**WHAT IS BEING ASKED:** Copy exactly the lines of the material below that run from the one containing "Target: earlobe" through the one containing "the right eye.". Copy no other lines.

**DATA SHOWN:**

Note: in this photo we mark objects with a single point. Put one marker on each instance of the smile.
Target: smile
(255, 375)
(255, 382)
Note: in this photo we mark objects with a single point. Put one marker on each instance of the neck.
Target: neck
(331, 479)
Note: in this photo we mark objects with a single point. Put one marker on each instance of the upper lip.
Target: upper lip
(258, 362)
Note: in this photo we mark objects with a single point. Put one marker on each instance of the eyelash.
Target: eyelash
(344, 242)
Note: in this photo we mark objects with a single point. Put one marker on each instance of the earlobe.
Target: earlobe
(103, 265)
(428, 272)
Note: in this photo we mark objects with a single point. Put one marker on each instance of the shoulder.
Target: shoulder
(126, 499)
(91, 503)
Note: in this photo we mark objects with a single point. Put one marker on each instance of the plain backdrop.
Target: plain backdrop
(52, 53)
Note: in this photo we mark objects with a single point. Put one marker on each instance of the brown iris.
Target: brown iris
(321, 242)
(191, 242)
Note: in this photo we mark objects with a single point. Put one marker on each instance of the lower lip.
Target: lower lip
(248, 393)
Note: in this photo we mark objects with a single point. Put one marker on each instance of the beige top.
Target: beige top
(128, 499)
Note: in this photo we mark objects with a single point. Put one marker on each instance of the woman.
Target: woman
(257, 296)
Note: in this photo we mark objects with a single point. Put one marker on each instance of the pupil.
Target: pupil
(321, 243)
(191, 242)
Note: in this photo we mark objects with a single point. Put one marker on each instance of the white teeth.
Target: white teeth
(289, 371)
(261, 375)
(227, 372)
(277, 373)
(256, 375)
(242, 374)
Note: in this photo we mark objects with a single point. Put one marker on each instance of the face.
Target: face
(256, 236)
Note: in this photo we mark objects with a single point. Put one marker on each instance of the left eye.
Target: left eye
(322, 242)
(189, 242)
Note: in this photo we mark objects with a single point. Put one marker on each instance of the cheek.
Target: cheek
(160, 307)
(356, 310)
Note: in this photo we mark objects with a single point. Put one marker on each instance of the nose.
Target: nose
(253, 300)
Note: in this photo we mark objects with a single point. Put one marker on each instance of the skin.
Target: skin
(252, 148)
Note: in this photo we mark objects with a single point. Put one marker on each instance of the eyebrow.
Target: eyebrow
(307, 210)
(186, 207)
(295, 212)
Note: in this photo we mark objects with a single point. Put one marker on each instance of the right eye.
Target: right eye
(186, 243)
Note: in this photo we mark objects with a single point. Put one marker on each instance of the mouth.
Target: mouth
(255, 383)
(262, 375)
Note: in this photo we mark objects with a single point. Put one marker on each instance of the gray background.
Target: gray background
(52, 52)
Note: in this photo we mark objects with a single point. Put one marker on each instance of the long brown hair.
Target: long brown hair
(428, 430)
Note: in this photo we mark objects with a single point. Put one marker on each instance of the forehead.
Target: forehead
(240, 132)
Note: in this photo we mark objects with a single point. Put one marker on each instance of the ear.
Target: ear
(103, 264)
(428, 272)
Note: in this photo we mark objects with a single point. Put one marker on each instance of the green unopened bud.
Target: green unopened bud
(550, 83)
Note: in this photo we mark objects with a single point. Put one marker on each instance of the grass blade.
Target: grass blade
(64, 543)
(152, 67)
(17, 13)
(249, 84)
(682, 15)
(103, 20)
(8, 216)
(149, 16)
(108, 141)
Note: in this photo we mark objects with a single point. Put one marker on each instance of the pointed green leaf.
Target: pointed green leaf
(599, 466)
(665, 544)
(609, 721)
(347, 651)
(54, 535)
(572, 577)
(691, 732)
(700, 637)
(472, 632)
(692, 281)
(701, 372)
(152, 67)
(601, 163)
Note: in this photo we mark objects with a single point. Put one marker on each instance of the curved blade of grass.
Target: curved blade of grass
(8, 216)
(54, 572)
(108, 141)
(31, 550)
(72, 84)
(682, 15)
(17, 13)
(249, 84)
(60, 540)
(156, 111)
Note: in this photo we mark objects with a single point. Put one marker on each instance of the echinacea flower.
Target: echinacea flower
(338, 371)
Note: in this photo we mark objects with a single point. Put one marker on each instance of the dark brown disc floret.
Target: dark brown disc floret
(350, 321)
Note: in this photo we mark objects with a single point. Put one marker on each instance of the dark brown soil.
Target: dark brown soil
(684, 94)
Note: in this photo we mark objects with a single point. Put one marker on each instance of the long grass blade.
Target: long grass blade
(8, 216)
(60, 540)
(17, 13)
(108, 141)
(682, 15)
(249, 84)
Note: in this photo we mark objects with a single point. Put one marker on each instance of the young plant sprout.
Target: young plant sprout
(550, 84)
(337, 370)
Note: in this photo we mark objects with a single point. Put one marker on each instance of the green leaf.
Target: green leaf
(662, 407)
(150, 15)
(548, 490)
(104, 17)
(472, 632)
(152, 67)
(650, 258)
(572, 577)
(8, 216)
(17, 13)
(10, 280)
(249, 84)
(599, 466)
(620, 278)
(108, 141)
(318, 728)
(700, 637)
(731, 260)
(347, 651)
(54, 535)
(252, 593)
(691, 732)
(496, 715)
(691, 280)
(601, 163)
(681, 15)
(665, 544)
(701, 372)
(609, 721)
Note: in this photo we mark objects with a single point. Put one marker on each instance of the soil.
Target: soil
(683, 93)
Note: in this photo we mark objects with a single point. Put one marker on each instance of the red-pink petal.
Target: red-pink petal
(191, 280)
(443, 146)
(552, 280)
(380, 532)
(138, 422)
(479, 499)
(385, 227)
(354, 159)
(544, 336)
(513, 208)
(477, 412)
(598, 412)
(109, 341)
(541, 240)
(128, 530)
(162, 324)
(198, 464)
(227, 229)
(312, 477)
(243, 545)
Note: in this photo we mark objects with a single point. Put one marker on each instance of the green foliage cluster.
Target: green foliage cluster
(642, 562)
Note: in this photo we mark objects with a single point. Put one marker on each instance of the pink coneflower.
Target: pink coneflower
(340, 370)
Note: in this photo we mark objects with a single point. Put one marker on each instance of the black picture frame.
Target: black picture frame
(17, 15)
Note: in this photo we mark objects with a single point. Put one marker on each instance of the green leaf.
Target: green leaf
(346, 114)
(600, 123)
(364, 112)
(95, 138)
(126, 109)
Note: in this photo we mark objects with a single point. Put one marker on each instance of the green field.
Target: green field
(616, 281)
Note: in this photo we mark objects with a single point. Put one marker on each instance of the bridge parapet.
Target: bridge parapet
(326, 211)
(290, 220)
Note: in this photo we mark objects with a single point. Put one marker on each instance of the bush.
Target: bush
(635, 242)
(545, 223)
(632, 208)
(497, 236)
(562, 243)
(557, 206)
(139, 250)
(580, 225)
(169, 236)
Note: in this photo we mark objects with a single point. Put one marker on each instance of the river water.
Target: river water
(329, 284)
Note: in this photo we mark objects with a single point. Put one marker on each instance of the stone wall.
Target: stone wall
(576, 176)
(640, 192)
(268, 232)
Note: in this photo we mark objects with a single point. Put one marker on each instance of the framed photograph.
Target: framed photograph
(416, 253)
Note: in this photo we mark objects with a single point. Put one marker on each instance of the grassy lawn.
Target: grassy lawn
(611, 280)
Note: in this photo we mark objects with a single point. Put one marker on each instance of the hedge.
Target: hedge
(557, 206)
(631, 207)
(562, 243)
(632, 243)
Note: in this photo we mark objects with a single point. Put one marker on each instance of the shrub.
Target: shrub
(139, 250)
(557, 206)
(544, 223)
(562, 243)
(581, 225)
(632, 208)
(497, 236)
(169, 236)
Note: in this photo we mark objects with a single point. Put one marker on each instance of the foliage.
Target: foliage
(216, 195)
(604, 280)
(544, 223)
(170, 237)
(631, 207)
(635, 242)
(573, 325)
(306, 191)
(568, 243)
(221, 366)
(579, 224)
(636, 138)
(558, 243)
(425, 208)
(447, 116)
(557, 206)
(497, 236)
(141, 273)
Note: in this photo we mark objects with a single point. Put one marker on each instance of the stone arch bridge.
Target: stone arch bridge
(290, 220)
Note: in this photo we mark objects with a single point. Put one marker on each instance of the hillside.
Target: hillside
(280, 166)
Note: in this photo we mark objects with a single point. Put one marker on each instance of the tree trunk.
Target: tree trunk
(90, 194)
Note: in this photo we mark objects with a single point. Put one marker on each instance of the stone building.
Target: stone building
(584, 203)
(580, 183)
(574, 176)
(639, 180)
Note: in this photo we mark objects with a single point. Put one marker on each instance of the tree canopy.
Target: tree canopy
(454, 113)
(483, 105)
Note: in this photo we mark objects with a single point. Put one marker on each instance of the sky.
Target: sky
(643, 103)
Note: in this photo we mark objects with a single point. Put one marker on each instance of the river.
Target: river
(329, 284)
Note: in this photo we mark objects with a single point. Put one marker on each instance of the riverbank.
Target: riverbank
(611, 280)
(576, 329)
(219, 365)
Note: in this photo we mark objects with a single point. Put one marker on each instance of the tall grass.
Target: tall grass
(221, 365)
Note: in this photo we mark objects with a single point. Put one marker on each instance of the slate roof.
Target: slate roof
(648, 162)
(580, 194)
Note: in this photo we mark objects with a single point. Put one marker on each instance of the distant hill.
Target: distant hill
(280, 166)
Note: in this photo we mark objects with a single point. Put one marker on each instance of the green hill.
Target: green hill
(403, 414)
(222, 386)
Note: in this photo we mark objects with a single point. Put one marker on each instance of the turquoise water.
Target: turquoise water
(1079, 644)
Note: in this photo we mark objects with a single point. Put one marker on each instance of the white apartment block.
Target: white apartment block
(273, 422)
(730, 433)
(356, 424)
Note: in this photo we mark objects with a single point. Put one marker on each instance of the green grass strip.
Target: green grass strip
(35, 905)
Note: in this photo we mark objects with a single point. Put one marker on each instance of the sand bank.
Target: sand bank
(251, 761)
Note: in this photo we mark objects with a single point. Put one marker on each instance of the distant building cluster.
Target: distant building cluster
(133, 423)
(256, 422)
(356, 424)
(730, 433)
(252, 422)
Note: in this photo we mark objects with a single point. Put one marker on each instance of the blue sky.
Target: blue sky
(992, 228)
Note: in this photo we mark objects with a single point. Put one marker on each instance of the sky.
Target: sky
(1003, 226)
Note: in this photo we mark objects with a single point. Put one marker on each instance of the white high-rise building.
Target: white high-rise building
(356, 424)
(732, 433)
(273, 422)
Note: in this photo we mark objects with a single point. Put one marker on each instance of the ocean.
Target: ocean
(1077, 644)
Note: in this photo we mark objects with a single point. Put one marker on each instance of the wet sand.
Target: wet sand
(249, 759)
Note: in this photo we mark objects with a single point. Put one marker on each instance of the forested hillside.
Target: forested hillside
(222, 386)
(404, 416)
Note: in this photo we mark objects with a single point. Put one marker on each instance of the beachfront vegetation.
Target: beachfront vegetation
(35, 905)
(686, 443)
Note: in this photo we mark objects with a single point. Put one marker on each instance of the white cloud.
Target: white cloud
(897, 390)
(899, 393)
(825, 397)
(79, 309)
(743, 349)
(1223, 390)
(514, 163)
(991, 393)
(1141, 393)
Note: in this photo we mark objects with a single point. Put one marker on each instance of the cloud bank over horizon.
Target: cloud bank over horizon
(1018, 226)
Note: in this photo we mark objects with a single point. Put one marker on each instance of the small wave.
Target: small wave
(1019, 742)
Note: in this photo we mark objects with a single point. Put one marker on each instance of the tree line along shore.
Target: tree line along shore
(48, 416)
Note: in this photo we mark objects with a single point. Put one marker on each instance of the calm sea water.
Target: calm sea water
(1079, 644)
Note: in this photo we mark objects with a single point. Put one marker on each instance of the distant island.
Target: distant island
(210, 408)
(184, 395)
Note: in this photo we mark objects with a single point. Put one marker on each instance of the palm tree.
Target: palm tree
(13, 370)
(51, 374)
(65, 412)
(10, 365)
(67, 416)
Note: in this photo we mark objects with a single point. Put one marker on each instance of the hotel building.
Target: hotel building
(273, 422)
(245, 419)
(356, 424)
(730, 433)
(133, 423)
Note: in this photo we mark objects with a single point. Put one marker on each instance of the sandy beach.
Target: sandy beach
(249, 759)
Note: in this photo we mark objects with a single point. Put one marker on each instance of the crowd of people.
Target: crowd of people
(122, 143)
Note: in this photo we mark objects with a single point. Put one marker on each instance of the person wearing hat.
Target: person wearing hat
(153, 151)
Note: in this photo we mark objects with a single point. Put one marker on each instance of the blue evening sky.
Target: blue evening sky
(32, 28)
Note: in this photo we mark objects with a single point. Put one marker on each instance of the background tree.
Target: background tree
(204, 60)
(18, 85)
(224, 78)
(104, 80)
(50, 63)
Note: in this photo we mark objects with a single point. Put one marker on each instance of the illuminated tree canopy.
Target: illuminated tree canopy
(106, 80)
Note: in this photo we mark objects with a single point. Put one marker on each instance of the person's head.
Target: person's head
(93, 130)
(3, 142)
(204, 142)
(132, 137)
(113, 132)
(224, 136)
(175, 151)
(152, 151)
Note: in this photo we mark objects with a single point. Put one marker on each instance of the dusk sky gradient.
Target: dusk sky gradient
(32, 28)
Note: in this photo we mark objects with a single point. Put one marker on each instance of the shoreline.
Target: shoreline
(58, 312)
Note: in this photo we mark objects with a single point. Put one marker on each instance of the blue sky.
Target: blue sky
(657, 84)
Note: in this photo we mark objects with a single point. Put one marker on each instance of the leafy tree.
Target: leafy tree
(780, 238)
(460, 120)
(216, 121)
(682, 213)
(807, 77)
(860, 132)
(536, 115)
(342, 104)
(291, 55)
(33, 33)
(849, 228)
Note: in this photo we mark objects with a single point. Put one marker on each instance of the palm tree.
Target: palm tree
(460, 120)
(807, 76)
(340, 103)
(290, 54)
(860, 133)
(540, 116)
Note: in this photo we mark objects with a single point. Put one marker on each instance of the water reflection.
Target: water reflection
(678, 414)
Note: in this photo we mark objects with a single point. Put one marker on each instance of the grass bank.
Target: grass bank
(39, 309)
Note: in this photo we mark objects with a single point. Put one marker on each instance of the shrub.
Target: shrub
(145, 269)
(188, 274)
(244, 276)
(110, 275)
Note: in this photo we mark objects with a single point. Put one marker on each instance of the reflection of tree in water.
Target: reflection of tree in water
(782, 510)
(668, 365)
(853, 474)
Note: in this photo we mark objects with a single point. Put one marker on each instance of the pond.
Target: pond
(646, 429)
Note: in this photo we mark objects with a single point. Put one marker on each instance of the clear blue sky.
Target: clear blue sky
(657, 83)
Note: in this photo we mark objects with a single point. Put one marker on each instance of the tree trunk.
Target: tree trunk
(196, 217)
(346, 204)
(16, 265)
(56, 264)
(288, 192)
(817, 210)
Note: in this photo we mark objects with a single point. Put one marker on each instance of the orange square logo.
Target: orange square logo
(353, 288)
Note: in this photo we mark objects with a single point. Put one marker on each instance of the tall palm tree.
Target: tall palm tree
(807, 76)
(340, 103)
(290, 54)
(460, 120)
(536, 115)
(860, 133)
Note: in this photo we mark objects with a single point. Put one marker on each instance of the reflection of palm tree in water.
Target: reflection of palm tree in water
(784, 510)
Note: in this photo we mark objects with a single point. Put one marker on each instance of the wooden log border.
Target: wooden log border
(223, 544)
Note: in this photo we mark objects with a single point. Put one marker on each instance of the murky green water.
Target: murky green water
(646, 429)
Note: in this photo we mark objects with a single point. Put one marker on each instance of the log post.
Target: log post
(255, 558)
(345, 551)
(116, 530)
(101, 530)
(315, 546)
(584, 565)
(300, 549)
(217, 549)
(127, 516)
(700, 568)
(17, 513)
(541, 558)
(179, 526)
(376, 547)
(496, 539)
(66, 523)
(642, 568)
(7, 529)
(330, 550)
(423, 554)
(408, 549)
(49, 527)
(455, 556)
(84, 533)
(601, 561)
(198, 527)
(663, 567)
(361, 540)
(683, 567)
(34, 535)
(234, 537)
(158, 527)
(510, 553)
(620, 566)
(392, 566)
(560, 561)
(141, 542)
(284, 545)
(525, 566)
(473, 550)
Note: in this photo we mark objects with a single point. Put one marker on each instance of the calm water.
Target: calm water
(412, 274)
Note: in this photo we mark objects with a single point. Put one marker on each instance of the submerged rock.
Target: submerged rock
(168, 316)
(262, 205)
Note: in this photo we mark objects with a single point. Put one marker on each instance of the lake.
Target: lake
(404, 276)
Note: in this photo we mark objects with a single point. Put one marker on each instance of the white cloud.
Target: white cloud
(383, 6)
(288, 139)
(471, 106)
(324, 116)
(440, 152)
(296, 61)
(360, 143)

**RESPONSE BOX:**
Target: earlobe
(103, 265)
(428, 272)
Note: in this photo we mark objects with a single point. Put one marker on each instance of the shoulder.
Target: shoulder
(126, 499)
(91, 503)
Note: in this photo we mark objects with a single point. Put one marker on each instance of the plain backdrop.
Target: plain backdrop
(52, 53)
Note: in this photo we mark objects with a single point. Put one marker on each instance of the brown iris.
Target: brown iris
(321, 242)
(191, 242)
Note: in this photo we mark objects with a single point. Put one marker on each instance of the lower lip.
Target: lower lip
(248, 393)
Note: in this photo we mark objects with a single point. Put one marker on each instance of the beige top.
Target: beige top
(128, 499)
Note: in this photo we mark objects with a single point. Put one marker on each instance of the woman.
Target: woman
(257, 296)
Note: in this photo we mark objects with a single point. Put one marker on each instance of the pupil.
Target: pupil
(321, 243)
(191, 242)
Note: in this photo we mark objects with a single point. Put one marker on each instance of the white teeth.
Target: white teeth
(289, 371)
(261, 375)
(227, 372)
(277, 373)
(256, 375)
(242, 374)
Note: in this photo we mark objects with a single point. Put one marker on each instance of the face.
Target: face
(256, 236)
Note: in this photo we mark objects with a single point. Put one marker on each instance of the left eye.
Target: left eye
(322, 242)
(189, 242)
Note: in this photo we mark objects with a single point. Put one marker on each instance of the cheek.
Target: cheek
(160, 307)
(356, 310)
Note: in this photo we mark objects with a single point. Put one marker on each instance of the nose.
Target: nose
(253, 300)
Note: in this photo we mark objects with a single point. Put one marker on each instance of the skin.
Target: skin
(252, 148)
Note: in this photo we mark objects with a single point. Put one marker on each instance of the eyebrow.
Target: eyebrow
(307, 210)
(186, 207)
(295, 212)
Note: in this photo we mark objects with a single point. Put one marker on each instance of the right eye.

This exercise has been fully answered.